### WRITTEN REQUEST
Return nothing but the lines from the line containing "Question. Locate the foal's eye" through the last line of the records, reproduced exactly.

### EXERCISE INPUTS
--- START ---
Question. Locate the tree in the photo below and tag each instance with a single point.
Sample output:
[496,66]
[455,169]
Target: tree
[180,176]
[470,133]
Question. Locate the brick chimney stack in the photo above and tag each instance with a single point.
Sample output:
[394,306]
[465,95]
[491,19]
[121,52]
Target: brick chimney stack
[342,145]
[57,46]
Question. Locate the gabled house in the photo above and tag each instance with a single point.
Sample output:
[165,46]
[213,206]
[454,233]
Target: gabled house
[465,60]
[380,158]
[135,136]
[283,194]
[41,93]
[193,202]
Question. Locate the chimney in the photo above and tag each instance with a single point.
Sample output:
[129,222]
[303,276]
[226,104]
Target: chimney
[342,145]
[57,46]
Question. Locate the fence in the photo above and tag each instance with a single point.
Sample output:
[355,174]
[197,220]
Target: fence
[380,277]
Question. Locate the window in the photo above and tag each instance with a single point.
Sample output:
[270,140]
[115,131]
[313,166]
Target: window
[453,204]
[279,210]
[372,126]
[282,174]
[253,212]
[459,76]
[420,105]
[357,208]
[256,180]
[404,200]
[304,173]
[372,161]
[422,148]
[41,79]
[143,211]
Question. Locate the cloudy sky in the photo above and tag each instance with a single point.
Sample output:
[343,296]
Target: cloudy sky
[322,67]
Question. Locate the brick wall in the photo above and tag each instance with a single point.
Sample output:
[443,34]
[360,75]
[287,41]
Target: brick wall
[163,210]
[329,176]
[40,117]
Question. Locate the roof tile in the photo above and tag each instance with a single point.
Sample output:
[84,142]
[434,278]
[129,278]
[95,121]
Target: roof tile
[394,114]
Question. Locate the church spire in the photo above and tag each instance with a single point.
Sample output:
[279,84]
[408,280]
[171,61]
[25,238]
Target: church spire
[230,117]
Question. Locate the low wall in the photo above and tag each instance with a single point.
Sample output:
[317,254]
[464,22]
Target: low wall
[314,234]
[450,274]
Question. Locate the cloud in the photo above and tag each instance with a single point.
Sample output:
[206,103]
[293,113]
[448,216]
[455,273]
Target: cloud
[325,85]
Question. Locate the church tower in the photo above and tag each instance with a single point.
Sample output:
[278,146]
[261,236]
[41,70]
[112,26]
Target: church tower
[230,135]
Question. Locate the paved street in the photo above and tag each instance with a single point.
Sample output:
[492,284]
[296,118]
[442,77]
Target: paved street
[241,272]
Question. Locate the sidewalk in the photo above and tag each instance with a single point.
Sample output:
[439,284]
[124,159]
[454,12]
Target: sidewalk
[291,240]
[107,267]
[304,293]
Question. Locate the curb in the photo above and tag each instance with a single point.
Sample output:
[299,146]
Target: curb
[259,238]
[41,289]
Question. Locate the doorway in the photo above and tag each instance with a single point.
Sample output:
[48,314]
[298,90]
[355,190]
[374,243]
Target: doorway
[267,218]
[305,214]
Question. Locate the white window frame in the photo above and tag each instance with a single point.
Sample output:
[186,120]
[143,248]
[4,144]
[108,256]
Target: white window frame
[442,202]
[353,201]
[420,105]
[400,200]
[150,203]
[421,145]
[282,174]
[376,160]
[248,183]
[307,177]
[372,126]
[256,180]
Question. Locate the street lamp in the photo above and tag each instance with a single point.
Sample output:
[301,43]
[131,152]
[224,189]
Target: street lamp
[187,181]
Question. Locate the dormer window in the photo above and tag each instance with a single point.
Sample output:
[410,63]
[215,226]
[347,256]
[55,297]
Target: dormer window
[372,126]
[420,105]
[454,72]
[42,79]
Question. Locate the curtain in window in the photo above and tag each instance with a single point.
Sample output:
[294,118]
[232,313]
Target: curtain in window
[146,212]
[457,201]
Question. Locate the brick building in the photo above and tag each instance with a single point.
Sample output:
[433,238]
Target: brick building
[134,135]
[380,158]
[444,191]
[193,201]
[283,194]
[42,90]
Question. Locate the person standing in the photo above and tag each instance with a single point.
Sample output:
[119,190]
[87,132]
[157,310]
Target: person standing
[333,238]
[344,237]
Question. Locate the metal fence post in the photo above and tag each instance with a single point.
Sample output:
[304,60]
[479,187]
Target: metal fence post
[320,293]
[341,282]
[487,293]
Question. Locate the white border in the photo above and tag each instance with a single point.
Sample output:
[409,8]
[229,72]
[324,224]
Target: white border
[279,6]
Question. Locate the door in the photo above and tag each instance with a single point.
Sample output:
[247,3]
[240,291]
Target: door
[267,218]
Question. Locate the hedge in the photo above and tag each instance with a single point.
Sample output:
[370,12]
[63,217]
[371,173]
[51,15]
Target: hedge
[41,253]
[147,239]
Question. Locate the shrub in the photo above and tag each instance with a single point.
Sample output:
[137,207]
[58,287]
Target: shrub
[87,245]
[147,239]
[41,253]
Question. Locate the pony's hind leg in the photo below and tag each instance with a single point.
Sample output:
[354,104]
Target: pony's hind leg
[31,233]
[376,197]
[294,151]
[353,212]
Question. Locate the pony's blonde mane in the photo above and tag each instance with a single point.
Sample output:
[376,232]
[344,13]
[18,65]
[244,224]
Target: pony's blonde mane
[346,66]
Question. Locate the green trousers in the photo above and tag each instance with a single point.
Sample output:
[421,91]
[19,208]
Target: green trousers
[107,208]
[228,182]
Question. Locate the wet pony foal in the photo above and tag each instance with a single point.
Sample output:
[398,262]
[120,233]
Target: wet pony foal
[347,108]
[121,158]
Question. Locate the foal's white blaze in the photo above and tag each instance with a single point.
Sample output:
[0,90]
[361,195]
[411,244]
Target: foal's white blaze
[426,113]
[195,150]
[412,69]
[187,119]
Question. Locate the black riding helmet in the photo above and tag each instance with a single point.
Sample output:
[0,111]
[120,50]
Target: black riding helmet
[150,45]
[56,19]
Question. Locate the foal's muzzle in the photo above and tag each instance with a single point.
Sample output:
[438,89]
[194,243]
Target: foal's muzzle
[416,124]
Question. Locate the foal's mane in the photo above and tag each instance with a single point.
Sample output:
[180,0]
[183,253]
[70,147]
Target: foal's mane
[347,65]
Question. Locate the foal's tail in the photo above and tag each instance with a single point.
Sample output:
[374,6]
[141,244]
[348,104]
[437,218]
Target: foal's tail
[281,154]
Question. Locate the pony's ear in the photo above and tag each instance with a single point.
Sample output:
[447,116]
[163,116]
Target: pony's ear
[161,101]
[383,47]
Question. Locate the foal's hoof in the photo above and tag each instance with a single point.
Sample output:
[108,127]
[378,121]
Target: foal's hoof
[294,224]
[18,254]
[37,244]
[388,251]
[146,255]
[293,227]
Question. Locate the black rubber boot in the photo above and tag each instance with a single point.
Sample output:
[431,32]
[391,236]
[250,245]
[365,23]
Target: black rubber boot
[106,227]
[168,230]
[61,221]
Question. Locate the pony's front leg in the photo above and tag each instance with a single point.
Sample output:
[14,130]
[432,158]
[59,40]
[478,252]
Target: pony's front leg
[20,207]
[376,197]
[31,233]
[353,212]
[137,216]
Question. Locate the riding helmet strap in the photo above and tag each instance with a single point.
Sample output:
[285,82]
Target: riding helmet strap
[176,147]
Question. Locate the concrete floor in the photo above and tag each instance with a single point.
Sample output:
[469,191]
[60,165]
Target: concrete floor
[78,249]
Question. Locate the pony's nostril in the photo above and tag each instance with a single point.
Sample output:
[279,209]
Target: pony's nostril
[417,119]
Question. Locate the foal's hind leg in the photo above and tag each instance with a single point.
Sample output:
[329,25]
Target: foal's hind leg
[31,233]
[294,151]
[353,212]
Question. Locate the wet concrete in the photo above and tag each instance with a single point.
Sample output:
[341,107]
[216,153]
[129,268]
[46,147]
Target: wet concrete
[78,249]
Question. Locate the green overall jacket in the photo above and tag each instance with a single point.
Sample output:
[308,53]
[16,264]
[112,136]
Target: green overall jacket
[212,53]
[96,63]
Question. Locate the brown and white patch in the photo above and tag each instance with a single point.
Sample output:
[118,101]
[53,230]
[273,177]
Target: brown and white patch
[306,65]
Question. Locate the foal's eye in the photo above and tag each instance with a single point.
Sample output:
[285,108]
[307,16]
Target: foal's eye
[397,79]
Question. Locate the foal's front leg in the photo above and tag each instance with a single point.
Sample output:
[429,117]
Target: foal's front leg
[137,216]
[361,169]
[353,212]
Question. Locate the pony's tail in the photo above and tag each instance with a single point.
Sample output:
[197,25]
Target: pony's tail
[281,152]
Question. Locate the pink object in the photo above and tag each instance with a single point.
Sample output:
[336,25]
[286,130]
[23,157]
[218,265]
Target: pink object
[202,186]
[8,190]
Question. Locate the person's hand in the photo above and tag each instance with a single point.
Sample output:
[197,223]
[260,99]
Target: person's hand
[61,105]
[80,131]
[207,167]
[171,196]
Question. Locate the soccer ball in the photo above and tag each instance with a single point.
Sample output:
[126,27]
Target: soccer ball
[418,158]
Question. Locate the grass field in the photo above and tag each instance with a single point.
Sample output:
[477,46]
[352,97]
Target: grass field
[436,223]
--- END ---
### FULL OUTPUT
Question. Locate the foal's eye in the photo above and tag each instance with a single point.
Sample output:
[285,108]
[307,16]
Target: foal's eye
[397,79]
Question. Locate the foal's front leg in the photo above and tag each instance with a single point.
Sample output:
[429,117]
Target: foal's front leg
[137,216]
[361,169]
[353,212]
Question. Locate the pony's tail in the photo above and tag each instance with a single point.
Sample output:
[197,25]
Target: pony's tail
[281,152]
Question. Locate the pink object in the photo above and tag each instance with a single point.
Sample output:
[336,25]
[286,130]
[23,157]
[218,265]
Target: pink object
[202,186]
[8,190]
Question. Locate the person's hand in the photo above and tag each instance with a single point.
Sample output:
[197,223]
[260,99]
Target: person's hand
[61,105]
[80,131]
[207,167]
[171,196]
Question. Locate the soccer ball in the photo above and tag each instance with a single point.
Sample output:
[126,27]
Target: soccer ball
[418,158]
Question. Locate the grass field in the photo above and tag each instance with a single point.
Sample output:
[477,46]
[352,97]
Target: grass field
[436,223]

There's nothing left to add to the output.